■ WORK REQUIRED ■
Look for the line that contains "TARGET = concrete building"; output that line and every line after it exactly, through the final line of the material below, and nothing else.
╭─ INPUT
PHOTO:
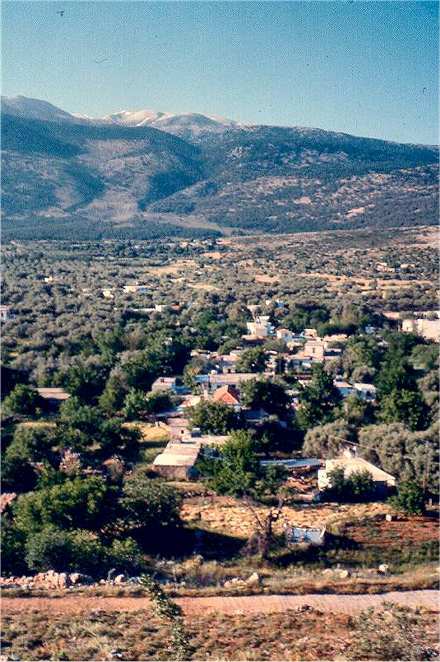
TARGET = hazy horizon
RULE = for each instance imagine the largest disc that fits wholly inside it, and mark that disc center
(363, 68)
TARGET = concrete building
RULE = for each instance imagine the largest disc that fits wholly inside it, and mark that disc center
╰─
■ EXERCISE SOLUTION ■
TARGET = concrete building
RULE = for each instance imagine the largest disc that fits wholly inside it, and mark that disc center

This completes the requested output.